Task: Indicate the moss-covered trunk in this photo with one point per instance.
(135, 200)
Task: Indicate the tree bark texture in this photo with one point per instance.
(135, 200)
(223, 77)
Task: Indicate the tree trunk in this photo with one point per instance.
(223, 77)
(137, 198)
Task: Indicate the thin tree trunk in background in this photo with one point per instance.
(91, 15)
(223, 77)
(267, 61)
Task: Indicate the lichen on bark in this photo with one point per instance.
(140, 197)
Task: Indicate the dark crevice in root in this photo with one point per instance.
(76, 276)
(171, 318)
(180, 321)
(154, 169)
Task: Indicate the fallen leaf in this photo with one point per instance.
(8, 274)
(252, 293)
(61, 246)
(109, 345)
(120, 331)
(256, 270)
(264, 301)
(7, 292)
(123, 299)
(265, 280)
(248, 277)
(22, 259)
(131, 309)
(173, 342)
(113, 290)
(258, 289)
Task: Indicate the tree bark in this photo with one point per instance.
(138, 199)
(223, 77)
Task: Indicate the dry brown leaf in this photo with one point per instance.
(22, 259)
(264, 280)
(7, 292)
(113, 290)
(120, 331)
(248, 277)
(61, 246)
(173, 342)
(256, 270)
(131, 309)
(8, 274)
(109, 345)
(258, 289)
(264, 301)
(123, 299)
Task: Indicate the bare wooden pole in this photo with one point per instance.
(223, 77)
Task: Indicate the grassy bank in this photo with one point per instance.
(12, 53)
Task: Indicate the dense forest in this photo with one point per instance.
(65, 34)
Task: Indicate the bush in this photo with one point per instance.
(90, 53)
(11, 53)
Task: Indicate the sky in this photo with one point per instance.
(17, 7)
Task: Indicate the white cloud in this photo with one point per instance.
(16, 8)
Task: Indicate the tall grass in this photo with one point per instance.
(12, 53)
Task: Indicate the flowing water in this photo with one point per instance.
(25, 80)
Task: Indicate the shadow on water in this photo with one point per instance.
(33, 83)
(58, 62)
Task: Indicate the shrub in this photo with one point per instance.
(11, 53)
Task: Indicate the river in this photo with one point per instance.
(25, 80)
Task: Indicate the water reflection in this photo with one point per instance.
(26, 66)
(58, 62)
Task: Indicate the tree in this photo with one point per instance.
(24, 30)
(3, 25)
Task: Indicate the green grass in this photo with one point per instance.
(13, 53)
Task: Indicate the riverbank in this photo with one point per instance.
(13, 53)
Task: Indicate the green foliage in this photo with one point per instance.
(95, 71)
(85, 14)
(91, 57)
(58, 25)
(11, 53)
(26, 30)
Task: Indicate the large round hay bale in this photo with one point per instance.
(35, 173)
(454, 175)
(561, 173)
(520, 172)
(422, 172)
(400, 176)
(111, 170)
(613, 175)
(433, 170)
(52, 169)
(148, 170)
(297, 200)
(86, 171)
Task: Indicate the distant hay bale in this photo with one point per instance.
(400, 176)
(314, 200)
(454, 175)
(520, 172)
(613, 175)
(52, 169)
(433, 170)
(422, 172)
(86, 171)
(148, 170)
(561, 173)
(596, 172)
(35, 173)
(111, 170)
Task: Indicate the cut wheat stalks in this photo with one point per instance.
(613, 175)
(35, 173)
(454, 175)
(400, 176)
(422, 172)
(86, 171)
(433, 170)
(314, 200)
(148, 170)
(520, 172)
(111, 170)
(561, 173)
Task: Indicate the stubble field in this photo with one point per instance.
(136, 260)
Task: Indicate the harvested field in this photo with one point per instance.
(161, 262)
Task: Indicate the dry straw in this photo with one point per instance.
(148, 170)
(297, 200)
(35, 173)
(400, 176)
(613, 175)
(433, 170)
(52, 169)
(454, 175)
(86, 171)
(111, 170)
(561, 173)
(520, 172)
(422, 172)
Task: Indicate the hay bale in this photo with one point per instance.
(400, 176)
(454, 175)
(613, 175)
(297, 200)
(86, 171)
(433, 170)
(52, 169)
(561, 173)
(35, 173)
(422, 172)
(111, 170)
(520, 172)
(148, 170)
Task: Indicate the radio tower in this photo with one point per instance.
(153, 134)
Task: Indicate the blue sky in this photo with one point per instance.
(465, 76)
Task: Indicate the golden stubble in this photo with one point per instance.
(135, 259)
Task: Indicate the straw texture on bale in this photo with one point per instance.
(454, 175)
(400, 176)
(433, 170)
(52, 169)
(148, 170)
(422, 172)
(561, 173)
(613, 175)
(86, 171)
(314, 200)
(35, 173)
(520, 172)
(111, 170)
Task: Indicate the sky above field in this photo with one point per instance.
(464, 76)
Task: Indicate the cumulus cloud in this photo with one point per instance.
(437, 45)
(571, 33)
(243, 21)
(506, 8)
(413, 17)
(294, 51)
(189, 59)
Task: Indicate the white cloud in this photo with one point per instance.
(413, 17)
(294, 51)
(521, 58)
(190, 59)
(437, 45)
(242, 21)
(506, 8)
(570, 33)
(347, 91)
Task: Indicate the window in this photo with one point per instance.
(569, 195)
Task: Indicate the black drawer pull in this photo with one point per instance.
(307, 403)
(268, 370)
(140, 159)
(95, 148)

========================================================================

*REQUIRED WORK*
Return the whole listing exactly.

*FULL OUTPUT*
Task: Indicate the moss-covered trunk in this photo with one point per instance.
(135, 200)
Task: Indicate the tree bark texture in this photo with one point per instance.
(135, 200)
(223, 77)
Task: Indicate the tree trunk in this photo with one point per instance.
(223, 77)
(137, 198)
Task: Indicate the thin tree trunk in background in this photo with one point per instance.
(91, 15)
(223, 77)
(267, 61)
Task: Indicate the lichen on bark in this photo with one point per instance.
(140, 197)
Task: Indicate the dark crevice in root in this photo with one point per instance.
(76, 276)
(171, 318)
(180, 321)
(154, 169)
Task: Indicate the fallen leaf in this photo with one point per instance.
(8, 274)
(252, 293)
(61, 246)
(109, 345)
(120, 331)
(256, 270)
(264, 301)
(7, 292)
(123, 299)
(265, 280)
(248, 277)
(22, 259)
(131, 309)
(173, 342)
(113, 290)
(258, 289)
Task: Indicate the tree bark in this photo with one point per instance.
(138, 199)
(223, 77)
Task: Indicate the dry brown leaf in this photo with one point per instance.
(22, 259)
(264, 280)
(7, 292)
(113, 290)
(120, 331)
(248, 277)
(61, 246)
(173, 342)
(256, 270)
(131, 309)
(8, 274)
(109, 345)
(258, 289)
(264, 301)
(123, 299)
Task: Indicate the bare wooden pole in this photo with one point per instance.
(223, 77)
Task: Indicate the grassy bank in this photo with one point per instance.
(12, 53)
Task: Indicate the dense forest in this photo with one point per instance.
(65, 34)
Task: Indicate the bush in this photo with one point per instance.
(90, 53)
(11, 53)
Task: Indicate the sky in this photo with one point per instance.
(17, 7)
Task: Indicate the white cloud in this photo with one point per instance.
(16, 8)
Task: Indicate the tall grass in this photo with one point per instance.
(12, 53)
Task: Indicate the flowing water in this photo with one point per instance.
(25, 80)
Task: Indicate the shadow on water in this photo with one point per instance.
(33, 83)
(58, 62)
Task: Indicate the shrub in this photo with one point per instance.
(11, 53)
Task: Indicate the river in this photo with one point per instance.
(25, 80)
Task: Indicate the water reflection in this photo with one point per instance.
(26, 66)
(58, 62)
Task: Indicate the tree in this photo with one point per instance.
(24, 30)
(3, 25)
Task: Indicate the green grass in this photo with one point per instance.
(13, 53)
Task: Indicate the riverbank in this photo with one point per instance.
(13, 53)
Task: Indicate the green foliage in this photo with one point per instance.
(95, 71)
(85, 14)
(91, 57)
(58, 25)
(11, 53)
(26, 30)
Task: Indicate the large round hay bale in this photo with one point per instance.
(35, 173)
(454, 175)
(561, 173)
(520, 172)
(422, 172)
(400, 176)
(111, 170)
(613, 175)
(433, 170)
(52, 169)
(148, 170)
(297, 200)
(86, 171)
Task: Indicate the distant hay bale in this photo with one point per instance.
(400, 176)
(314, 200)
(454, 175)
(520, 172)
(613, 175)
(52, 169)
(433, 170)
(422, 172)
(86, 171)
(148, 170)
(561, 173)
(596, 172)
(35, 173)
(111, 170)
Task: Indicate the cut wheat stalks in this photo with one point per instance.
(613, 175)
(35, 173)
(454, 175)
(400, 176)
(422, 172)
(86, 171)
(433, 170)
(314, 200)
(148, 170)
(520, 172)
(111, 170)
(561, 173)
Task: Indicate the stubble field in this photo with one point per instance.
(136, 260)
Task: Indicate the harvested field in this photo with one point per instance.
(161, 262)
Task: Indicate the dry straw in this photo with one point per instance.
(148, 170)
(297, 200)
(35, 173)
(400, 176)
(613, 175)
(433, 170)
(52, 169)
(454, 175)
(86, 171)
(111, 170)
(561, 173)
(520, 172)
(422, 172)
Task: Indicate the hay bale in this photo with one point per instance.
(400, 176)
(454, 175)
(613, 175)
(297, 200)
(86, 171)
(433, 170)
(52, 169)
(561, 173)
(35, 173)
(422, 172)
(111, 170)
(520, 172)
(148, 170)
Task: Indicate the radio tower in this photo with one point per instance.
(153, 134)
Task: Indicate the blue sky in this photo with one point per instance.
(465, 76)
Task: Indicate the golden stubble in this photo with one point per instance.
(135, 259)
Task: Indicate the straw texture on bale in this photo with one point per instance.
(454, 175)
(400, 176)
(433, 170)
(52, 169)
(148, 170)
(422, 172)
(561, 173)
(613, 175)
(86, 171)
(314, 200)
(35, 173)
(520, 172)
(111, 170)
Task: Indicate the sky above field in this photo with one point per instance.
(464, 76)
Task: Indicate the cumulus cloud in this photo with one point per instance.
(437, 45)
(571, 33)
(243, 21)
(506, 8)
(413, 17)
(294, 51)
(189, 59)
Task: Indicate the white cloud in this photo with one point per instance.
(413, 17)
(294, 51)
(521, 58)
(190, 59)
(437, 45)
(242, 21)
(506, 8)
(570, 33)
(347, 91)
Task: Indicate the window in this photo with one point per instance.
(569, 195)
Task: Indicate the black drawer pull in this photo with one point per instance.
(307, 403)
(268, 370)
(140, 159)
(95, 148)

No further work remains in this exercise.